**PAGE TEXT:**
__________________________________________________
6

I am trying to identifying the trending tags (based on maximum hits) on time series using mysql json feature. Below is my table

CREATE TABLE TAG_COUNTER (
    account       varchar(36) NOT NULL,
    time_id       INT NOT NULL,
    counters      JSON,
    PRIMARY KEY   (account, time_id)
)

In every web api request, i will be getting the multiple different tags per account, and based on number of tags, i will prepare the INSERT ON DUPLICATE KEY UPDATE query. Below example is showing insertion with two tags.

INSERT INTO `TAG_COUNTER`
  (`account`, `time_id`, `counters`)
VALUES
  ('google', '2018061023', '{"tag1": 1, "tag2": 1}')
ON DUPLICATE KEY UPDATE `counters` =
  JSON_SET(`counters`,
           '$."tag1"',
           IFNULL(JSON_EXTRACT(`counters`,
                        '$."tag1"'), 0) + 1,
           '$."tag2"',
           IFNULL(JSON_EXTRACT(`counters`,
                        '$."tag2"'), 0) + 1
  );

time_id is yyyyMMddhh, and it is hourly aggregation on each row.
__________________________________________________
**MATERIAL:**
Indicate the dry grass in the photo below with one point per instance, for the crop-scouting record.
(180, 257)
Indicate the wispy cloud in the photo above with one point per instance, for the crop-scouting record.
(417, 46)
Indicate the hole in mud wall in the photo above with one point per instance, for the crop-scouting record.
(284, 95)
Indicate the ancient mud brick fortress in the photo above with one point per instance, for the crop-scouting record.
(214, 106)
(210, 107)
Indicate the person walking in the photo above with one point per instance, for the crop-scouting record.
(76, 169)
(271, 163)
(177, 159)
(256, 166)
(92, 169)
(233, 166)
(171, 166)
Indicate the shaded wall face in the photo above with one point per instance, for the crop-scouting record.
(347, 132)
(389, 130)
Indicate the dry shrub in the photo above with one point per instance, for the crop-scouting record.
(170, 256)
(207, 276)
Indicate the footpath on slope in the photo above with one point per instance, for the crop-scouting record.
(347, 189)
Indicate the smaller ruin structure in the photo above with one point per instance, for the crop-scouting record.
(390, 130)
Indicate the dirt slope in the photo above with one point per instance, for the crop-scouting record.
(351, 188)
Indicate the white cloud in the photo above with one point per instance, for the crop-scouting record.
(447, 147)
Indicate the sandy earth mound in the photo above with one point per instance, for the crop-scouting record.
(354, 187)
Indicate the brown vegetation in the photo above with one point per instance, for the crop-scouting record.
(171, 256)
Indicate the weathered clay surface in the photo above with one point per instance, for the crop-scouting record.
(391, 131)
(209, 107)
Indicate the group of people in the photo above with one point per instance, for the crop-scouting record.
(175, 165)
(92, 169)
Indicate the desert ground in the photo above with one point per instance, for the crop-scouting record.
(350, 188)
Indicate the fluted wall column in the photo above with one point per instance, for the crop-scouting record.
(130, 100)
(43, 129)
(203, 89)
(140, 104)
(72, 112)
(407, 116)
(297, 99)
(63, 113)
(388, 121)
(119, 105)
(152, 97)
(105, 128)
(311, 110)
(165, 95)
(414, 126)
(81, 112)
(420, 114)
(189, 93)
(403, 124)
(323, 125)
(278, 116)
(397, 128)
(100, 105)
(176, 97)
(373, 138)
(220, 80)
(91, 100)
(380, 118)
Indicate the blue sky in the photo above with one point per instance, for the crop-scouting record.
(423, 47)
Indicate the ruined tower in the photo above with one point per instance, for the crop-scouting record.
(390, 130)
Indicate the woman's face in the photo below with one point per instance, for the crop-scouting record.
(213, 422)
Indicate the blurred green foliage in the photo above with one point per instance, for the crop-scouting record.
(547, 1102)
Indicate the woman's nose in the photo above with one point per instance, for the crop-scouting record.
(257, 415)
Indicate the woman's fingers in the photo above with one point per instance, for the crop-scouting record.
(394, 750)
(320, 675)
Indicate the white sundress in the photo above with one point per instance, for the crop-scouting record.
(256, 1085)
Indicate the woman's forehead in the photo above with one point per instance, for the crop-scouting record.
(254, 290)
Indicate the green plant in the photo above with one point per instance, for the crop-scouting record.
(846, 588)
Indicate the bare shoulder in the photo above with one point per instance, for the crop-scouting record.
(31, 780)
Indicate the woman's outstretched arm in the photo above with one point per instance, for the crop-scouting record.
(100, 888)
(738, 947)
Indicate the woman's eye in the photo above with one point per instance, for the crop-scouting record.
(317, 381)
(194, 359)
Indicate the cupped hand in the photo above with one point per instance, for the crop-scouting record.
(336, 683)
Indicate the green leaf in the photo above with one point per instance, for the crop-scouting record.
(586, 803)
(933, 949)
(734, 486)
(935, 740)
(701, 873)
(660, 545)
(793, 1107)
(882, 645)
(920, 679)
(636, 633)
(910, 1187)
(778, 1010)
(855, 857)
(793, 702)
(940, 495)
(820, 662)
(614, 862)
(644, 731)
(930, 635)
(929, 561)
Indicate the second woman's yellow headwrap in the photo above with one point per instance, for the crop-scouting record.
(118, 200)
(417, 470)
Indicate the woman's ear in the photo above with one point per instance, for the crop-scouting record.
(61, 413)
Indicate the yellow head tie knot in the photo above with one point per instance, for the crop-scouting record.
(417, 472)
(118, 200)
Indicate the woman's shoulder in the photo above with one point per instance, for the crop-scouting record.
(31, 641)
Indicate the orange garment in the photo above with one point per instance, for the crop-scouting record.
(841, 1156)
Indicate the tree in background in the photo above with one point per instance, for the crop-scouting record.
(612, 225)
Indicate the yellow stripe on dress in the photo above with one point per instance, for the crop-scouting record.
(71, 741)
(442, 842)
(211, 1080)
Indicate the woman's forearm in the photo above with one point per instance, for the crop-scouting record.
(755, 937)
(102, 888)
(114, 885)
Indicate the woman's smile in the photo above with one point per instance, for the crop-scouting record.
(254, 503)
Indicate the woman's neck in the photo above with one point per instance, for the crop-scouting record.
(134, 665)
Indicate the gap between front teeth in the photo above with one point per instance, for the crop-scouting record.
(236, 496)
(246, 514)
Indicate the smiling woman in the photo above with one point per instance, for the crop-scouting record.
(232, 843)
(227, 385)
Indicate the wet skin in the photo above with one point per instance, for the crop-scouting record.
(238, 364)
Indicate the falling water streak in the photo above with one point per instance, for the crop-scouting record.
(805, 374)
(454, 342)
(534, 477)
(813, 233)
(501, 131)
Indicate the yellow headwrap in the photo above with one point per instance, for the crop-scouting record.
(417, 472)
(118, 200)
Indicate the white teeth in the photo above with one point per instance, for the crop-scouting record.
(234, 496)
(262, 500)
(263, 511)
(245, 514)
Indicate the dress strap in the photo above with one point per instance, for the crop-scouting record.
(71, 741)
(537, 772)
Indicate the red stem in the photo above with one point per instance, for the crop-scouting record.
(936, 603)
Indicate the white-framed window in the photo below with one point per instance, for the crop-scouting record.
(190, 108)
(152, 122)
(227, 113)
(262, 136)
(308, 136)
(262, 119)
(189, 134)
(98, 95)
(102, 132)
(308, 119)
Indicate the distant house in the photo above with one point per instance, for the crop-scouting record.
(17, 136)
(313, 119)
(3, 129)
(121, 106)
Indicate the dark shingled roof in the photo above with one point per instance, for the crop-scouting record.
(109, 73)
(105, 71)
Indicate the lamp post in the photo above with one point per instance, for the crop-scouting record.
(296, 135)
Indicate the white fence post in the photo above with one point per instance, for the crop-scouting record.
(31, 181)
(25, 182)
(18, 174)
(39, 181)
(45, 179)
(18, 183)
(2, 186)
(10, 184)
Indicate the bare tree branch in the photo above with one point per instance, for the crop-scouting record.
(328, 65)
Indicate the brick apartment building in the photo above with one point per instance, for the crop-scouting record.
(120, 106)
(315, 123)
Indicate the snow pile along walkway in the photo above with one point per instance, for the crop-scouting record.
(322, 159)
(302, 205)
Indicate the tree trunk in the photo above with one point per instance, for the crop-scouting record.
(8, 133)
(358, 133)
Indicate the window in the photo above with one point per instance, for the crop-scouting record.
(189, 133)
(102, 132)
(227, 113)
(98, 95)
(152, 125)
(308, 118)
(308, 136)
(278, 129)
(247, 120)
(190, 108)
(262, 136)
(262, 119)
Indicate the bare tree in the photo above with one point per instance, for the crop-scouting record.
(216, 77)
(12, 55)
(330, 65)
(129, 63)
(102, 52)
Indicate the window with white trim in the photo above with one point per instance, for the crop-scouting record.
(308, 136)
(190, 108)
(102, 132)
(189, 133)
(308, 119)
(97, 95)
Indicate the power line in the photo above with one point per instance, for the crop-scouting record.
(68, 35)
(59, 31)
__________________________________________________
**SET EXERCISE 1:** Reproduce the passage of the MySQL tag-counter question starting at "CREATE TABLE TAG_COUNTER" and ending at "with two tags.".
**SET EXERCISE 2:** Continue the MySQL tag-counter question from its last sentence, picking up after the data.

**TASK ANSWER 1:**
CREATE TABLE TAG_COUNTER (
    account       varchar(36) NOT NULL,
    time_id       INT NOT NULL,
    counters      JSON,
    PRIMARY KEY   (account, time_id)
)

In every web api request, i will be getting the multiple different tags per account, and based on number of tags, i will prepare the INSERT ON DUPLICATE KEY UPDATE query. Below example is showing insertion with two tags.

**TASK ANSWER 2:**
Now my problem is retrival of treding tags. Below query will give me aggregation for tag1, but we will not be knowing the tags before making this query.

SELECT
SUBSTRING(time_id, 1, 6) AS month,
SUM(counters->>'$.tag1')
FROM TAG_COUNTER
WHERE counters->>'$.tag1' > 0
GROUP BY month;

So i need generic group by query along with order by to get the trending tags for the time hourly/daily/monthly.

The sample of output expected is

Time(hour/day/month)  Tag_name  Tag_count_value(total hits)

When i have searched the web, every where it is mentioned like below {"tag_name": "tag1", "tag_count": 1} instead of direct {"tag1" : 1} and they were using tag_name in the group by.

Q1) So is it always mandatory to have common known json key to perform group by ..?

Q2) If i have to go with this way, then what is the change in my INSERT ON DUPLICATE KEY UPDATE query for this new json label/value struture? Since the counter has to be created when it is not existing and should increment by one when it is existing.

Q3) do i have to maintain array of objects

[
 {"tag_name": "tag1", "tag_count": 2},
 {"tag_name": "tag2", "tag_count": 3}
]

OR object of objects like below?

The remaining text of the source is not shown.